Set exercise — Go through the items below and copy out every line that contains the word "eyeglasses".
***** Information given *****
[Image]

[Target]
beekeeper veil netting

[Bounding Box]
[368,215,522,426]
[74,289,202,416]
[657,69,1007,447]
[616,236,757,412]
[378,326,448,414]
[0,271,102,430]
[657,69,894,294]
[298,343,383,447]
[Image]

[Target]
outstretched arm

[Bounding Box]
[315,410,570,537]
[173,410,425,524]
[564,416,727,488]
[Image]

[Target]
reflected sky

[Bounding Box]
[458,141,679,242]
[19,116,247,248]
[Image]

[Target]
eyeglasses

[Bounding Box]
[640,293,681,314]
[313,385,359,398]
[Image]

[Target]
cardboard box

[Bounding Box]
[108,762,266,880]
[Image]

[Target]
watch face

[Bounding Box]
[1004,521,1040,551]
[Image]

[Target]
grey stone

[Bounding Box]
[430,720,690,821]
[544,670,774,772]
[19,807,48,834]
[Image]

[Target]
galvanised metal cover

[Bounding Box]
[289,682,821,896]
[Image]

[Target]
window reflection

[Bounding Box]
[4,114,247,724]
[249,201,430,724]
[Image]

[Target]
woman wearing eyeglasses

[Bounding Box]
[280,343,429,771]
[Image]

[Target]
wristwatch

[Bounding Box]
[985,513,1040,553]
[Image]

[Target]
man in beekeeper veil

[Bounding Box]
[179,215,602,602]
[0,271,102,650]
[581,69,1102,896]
*****
***** Information given *****
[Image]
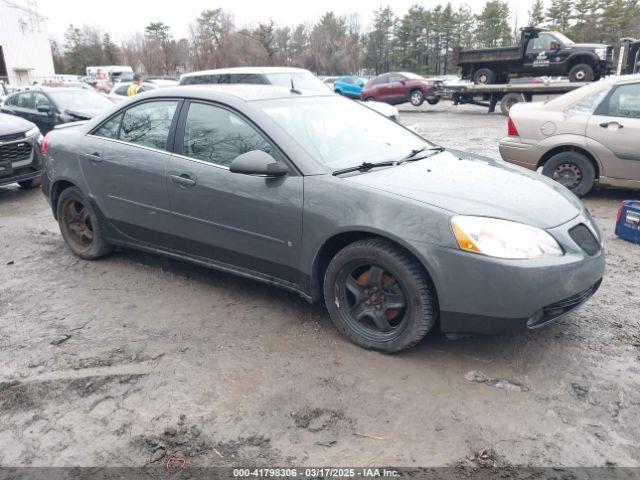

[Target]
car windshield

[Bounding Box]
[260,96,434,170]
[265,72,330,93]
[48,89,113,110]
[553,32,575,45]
*****
Correct output —
eyeglasses
woman wearing eyeglasses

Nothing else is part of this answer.